▶ **Extracted text**

Hard Fault exception in the FreeRTOS context switch on Atmel SAM L21 CPU

agostrer wrote on Wednesday, December 05, 2018:

We are running Atmel SAM L21J18B
gcc version 5.4.1 20160919 (15:5.4.1+svn241155-1) (arm-none-eabi-g++)
FreeRTOSv9.0.0
It is our own code configured as tickless and running on our hardware.

Eventually we see the HardFault exception (once per few hours). I was able to capture stacks and the trace from the micro trace buffer. It is always the same failure in the same place at the moment, when the context switch loads new stack. I believe that it is pxCurrentTCB (line 1688 in attached stack_debug_freertos.txt file).
The crash is pretty consistent and happens several times a day on few different devices. It always happen, when the context switch is initiated by exiting from an interrupt (we see it just after the USB interrupt but I think it is a coincedence - may be any interrupt).

Looking to the trace (see the attached file), I decided that the vListInsertEnd() or prvAddCurrentTaskToDelayedList() didn’t complete their operations, when the USB interrupt was followed by the PendSV interrupt. So the RTOS was trying to switch the context while the stack was still invalid. Both vListInsertEnd() and prvAddCurrentTaskToDelayedList() are called from the vTaskPlaceOnEventListRestricted(), which is called by the vTaskPlaceOnEventListRestricted() (see Source/tasks.c). There is no critical section in any of this function.

I added taskENTER_CRITICAL()/taskEXIT_CRITICAL() calls at beginning/end of the vTaskPlaceOnEventListRestricted() function.
The failure bahavior changed: it started to fail in the vTaskPlaceOnUnorderedEventList(). So I added critical sections to vTaskPlaceOnUnorderedEventList() and vTaskPlaceOnEventList() also. It appears that other functions in tasks.c that call vListInsertEnd() and prvAddCurrentTaskToDelayedList() do have the critical sections.
After these three fixes all my systems are running for last 24 hours without the HardFault exception.

Not sure if it is a correct fix. Should I open a ticket (not sure how to do it)? I checked v10.1.1 sorces - this part of the code weren’t changed.

agostrer wrote on Wednesday, December 05, 2018:

Forgot to mention: since the code is configured as tickless, if a task is pending on a queue forever, it will be suspended, not delayed (as far as I understand the tasks.c code). And our code has such tasks.

rtel wrote on Wednesday, December 05, 2018:

Does this still happen when tickless mode is not used?

Are you using the default tickless implementation, or one tailored for
your hardware.

The usual suspect questions to ask also:

Can you update to the latest FreeRTOS kernel code and ensure
configASSERT() is defined - the newer the code the more assert points
there are to catch interrupt priority misconfiguration - the latest
version catches nearly all (if not actually all).

(Rows from a pointing dataset)
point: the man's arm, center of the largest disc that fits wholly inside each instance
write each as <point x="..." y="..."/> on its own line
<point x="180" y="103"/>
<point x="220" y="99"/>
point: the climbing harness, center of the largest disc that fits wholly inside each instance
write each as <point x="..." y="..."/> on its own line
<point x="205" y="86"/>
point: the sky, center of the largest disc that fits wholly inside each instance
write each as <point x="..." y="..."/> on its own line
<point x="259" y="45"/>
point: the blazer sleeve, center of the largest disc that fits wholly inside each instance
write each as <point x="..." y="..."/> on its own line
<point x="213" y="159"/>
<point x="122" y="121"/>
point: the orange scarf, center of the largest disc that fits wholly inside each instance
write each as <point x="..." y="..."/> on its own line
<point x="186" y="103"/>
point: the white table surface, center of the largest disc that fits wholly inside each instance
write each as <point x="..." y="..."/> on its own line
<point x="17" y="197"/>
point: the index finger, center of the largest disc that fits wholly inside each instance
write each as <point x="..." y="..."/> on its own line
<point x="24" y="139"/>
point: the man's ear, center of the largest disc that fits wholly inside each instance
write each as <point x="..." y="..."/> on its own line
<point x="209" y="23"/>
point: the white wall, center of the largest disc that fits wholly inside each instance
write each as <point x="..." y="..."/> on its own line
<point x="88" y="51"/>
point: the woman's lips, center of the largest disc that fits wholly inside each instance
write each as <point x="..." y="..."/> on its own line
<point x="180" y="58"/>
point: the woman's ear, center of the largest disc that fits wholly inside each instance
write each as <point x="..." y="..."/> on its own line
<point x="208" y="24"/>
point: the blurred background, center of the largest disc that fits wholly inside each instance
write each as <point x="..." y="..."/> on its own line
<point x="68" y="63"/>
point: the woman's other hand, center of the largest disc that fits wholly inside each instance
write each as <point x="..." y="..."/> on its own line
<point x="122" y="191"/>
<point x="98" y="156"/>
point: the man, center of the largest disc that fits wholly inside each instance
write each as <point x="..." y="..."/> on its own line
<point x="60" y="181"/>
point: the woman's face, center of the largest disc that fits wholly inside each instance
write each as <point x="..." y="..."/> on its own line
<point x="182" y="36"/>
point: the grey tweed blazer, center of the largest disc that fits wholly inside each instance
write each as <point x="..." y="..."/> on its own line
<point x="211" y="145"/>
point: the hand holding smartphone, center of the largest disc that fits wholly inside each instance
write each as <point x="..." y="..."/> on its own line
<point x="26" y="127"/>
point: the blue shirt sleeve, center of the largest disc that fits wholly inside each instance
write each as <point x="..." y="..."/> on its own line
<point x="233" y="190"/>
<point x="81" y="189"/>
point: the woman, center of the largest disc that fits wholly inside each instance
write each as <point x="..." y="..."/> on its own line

▶ **What you need to do**
Copy the passage of the FreeRTOS hard fault thread starting with "I added taskENTER_CRITICAL()/taskEXIT_CRITICAL()" and going on through "the HardFault exception.", word for word. These items have nothing to do with the forum thread.

▶ **Answer to the task**
I added taskENTER_CRITICAL()/taskEXIT_CRITICAL() calls at beginning/end of the vTaskPlaceOnEventListRestricted() function.
The failure bahavior changed: it started to fail in the vTaskPlaceOnUnorderedEventList(). So I added critical sections to vTaskPlaceOnUnorderedEventList() and vTaskPlaceOnEventList() also. It appears that other functions in tasks.c that call vListInsertEnd() and prvAddCurrentTaskToDelayedList() do have the critical sections.
After these three fixes all my systems are running for last 24 hours without the HardFault exception.